Как показывает Фуко, описанные им процессы разрыва классической и выстраивания иной соотнесенности естественного языка и языка литературы коренятся гораздо глубже и обусловлены формированием современной культурной парадигмы. Именно поэтому типологически и функционально с ними сопоставима радикальная трансформация другой соотнесенности — между визуальностью реального мира и визуальностью живописи — в творчестве Мане. Два типа визуальности, которые до сих пор были связаны отношениями подобия, вступают в новые взаимоотношения, выстраивая тот фрагмент в дискурсе современности, в котором разворачивается история современного изобразительного искусства. Разлом регулирующих функций категории мимесиса сразу допускает (и предполагает!) многообразие этих новых взаимоотношений. В творчестве Мане возникает один из возможных вариантов, который, как представляется, впоследствии наиболее последовательно развивает в своем искусстве Поль Сезанн. Однако «Бар в Фоли-Бержер» демонстрирует то специфическое качество, отмеченное в начале, которое на всем творческом пути Мане остается одним из двух важнейших смыслопорождающих факторов. И снова речь о том, что вариант, предлагаемый Мане, реализуется в двух измерениях: в плоскости соотнесения реальных и живописных визуальных структур, и в плоскости сопряжения визуальных структур современной и классической картин.

Многие элементы и особенности композиционного построения «Бара» не только вызывают ассоциации с «Менинами» (ил. 10), но и формируют убеждение, что это сравнение задано самим автором. Оптика в картине Мане во многом выстроена как инверсия, как парафраза в отношении визуальных структур «Менин». Прежде всего, это касается логики развертывания картинного пространства и той роли, которую в нем выполняет зеркало. Деструкция классических структур и спрятанных за ними значений, предпринятая в картине XIX века, начинается с парадокса — с повтора одного из основных приемов Веласкеса, на котором акцентировал внимание Фуко в своем знаменитом анализе классического шедевра. Он отмечает, что зеркало в «Менинах» «отражает не то, что видимо» [Foucault, 1994 с. 39]. И точно такой же является функция зеркала в картине Мане. Но если там зеркало, занимающее скромное место в изображенном реальном пространстве, отражает лишь главных героев (ил. 11), то здесь именно (и только!) зеркало возвращает в картину не только главного героя, но и отражение вытесненного из нее реального пространства.
--
ЦЕЛЬ ЗАДАНИЯ:
Кто, согласно отрывку о картинах Мане, впоследствии наиболее последовательно развивает в своем искусстве вариант, возникший в творчестве Мане?

СОХРАНЕННЫЕ ДАННЫЕ:
--
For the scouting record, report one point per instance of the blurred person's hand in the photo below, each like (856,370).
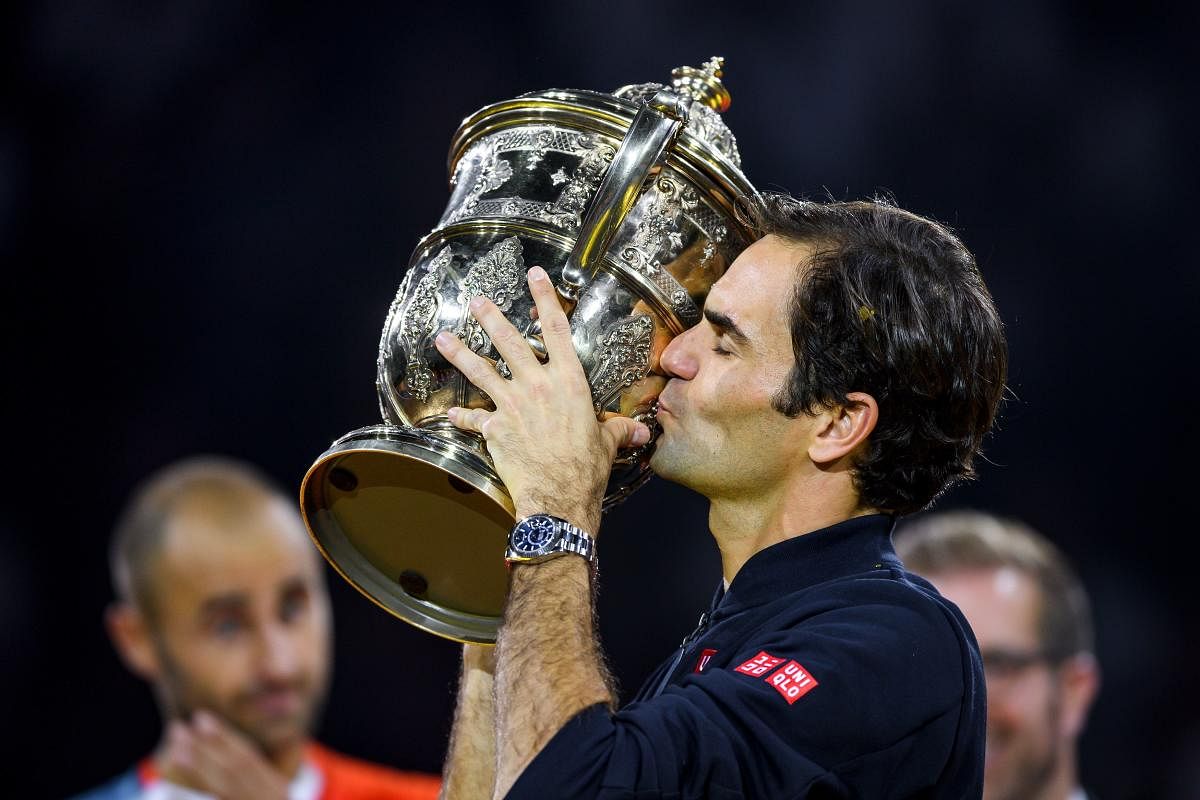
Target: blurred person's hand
(209,756)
--
ПРАВИЛЬНЫЙ ОТВЕТ:
Поль Сезанн.